Exercise description:
Write out the listing below again, precisely as it is given.

— START Given records —

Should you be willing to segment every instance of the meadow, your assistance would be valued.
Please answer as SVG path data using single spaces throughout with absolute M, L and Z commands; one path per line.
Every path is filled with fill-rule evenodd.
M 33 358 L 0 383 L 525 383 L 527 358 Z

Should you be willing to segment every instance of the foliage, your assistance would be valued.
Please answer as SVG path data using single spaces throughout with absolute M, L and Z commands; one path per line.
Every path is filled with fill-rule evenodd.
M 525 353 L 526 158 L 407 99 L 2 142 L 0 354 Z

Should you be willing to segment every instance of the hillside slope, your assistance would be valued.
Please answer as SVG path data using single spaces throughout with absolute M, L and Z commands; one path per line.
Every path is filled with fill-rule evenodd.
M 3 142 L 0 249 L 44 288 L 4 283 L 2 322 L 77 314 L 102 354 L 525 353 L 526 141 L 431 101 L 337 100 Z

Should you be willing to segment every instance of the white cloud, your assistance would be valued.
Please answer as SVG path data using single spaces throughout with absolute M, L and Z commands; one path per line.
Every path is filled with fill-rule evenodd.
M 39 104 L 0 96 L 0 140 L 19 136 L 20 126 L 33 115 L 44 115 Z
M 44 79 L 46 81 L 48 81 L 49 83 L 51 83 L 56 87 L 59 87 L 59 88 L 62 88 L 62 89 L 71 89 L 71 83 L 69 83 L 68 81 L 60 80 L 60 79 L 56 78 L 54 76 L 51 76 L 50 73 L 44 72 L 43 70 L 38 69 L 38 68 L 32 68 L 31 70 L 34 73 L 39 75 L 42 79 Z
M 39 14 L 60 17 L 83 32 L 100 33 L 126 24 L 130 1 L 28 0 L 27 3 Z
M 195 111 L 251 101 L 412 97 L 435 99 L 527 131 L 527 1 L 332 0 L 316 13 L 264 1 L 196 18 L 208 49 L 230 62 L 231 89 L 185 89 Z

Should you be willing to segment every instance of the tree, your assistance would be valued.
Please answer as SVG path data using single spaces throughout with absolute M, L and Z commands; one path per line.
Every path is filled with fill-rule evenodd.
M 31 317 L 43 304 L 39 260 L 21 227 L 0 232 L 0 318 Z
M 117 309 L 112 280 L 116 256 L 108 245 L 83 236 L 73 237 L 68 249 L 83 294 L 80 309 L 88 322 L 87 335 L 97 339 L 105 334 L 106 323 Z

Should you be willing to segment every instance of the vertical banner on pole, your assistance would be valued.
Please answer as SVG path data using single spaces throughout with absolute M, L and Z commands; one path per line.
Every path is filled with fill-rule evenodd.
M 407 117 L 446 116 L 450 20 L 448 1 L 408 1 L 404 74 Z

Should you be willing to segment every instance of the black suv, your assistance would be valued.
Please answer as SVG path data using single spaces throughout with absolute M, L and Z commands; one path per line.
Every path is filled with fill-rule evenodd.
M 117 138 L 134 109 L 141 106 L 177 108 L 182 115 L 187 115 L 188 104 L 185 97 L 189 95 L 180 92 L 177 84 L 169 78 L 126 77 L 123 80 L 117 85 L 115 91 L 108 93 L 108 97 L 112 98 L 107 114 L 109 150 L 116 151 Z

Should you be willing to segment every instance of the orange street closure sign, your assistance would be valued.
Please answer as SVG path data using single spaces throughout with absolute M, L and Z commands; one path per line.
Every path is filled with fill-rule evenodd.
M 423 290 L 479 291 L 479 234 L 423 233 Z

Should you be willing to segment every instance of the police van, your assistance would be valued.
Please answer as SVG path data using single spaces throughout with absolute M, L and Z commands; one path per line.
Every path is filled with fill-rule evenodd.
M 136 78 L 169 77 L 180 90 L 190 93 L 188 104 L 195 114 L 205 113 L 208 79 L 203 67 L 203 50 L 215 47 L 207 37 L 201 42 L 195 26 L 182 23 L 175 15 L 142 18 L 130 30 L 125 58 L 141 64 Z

— END Given records —

Reply:
Should you be willing to segment every instance of the meadow, your assistance would be valued.
Please answer as SVG path data using single spaces throughout with absolute M, L and Z commands; one path per line.
Every path is filled with fill-rule evenodd.
M 33 358 L 0 383 L 525 383 L 527 358 Z

Should you be willing to segment every instance of the foliage, your assistance would be valued.
Please answer as SVG path data using single spaces throughout with absolute M, L and Z commands; one path per line.
Every path is filled with fill-rule evenodd.
M 525 353 L 526 158 L 407 99 L 2 142 L 0 354 Z

Should you be willing to segment every instance of the hillside slope, your assistance would be valued.
Please answer as SVG path data using single spaces throughout with absolute M, L and Z commands; one path per line.
Every path is filled with fill-rule evenodd.
M 3 142 L 0 249 L 44 288 L 4 283 L 2 322 L 77 314 L 102 354 L 525 353 L 526 141 L 431 101 L 337 100 Z

Should you be willing to segment every instance of the white cloud, your assistance would be valued.
Please answer as SVG path data using single spaces throughout with absolute M, L and Z commands; one path per line.
Every path is filled with fill-rule evenodd.
M 39 104 L 0 96 L 0 140 L 19 136 L 20 126 L 33 115 L 44 115 Z
M 44 79 L 46 81 L 48 81 L 49 83 L 51 83 L 56 87 L 59 87 L 59 88 L 62 88 L 62 89 L 71 89 L 71 83 L 69 83 L 68 81 L 60 80 L 60 79 L 56 78 L 54 76 L 51 76 L 50 73 L 44 72 L 43 70 L 38 69 L 38 68 L 32 68 L 31 70 L 34 73 L 39 75 L 42 79 Z
M 39 14 L 60 17 L 83 32 L 100 33 L 126 24 L 130 1 L 28 0 L 27 3 Z
M 195 111 L 251 101 L 412 97 L 435 99 L 527 131 L 527 1 L 332 0 L 316 13 L 264 1 L 196 18 L 208 49 L 230 62 L 231 89 L 185 89 Z

Should you be willing to segment every instance of the tree, your assistance would be valued.
Please answer as SVG path data using single spaces throughout with absolute M, L and Z commands; one path per line.
Every path is filled with fill-rule evenodd.
M 31 317 L 43 304 L 39 260 L 21 227 L 0 232 L 0 318 Z
M 117 309 L 112 280 L 116 256 L 108 245 L 83 236 L 73 237 L 68 249 L 83 294 L 80 309 L 88 322 L 87 335 L 97 339 L 105 334 L 106 323 Z

Should you be willing to segment every instance of the vertical banner on pole, your assistance would be valued.
Please answer as SVG path data using single spaces throughout with absolute M, L and Z commands; one path per line.
Every path is filled with fill-rule evenodd.
M 407 117 L 446 116 L 450 20 L 448 1 L 408 1 L 404 74 Z

Should you be willing to segment every instance of the black suv, your assistance would be valued.
Please answer as SVG path data using single spaces throughout with absolute M, L and Z commands; one path per line.
Every path is filled with fill-rule evenodd.
M 117 138 L 134 109 L 141 106 L 177 108 L 182 115 L 187 115 L 188 104 L 185 97 L 189 95 L 180 92 L 177 84 L 169 78 L 126 77 L 123 80 L 117 85 L 115 91 L 108 93 L 108 97 L 112 98 L 107 114 L 109 150 L 116 151 Z

Should you be willing to segment every instance of the orange street closure sign, your assistance would be valued.
Please answer as SVG path data using single spaces throughout with absolute M, L and Z commands; one path per line.
Every path is filled with fill-rule evenodd.
M 423 290 L 479 291 L 479 234 L 423 233 Z

Should you be willing to segment every instance of the police van, your assistance would be valued.
Please answer as SVG path data using single spaces throughout with absolute M, L and Z commands; one path per line.
Every path is filled with fill-rule evenodd.
M 136 78 L 169 77 L 180 90 L 190 93 L 188 104 L 195 114 L 205 113 L 208 79 L 203 67 L 203 50 L 215 47 L 207 37 L 201 42 L 195 26 L 182 23 L 175 15 L 142 18 L 130 30 L 125 58 L 141 64 Z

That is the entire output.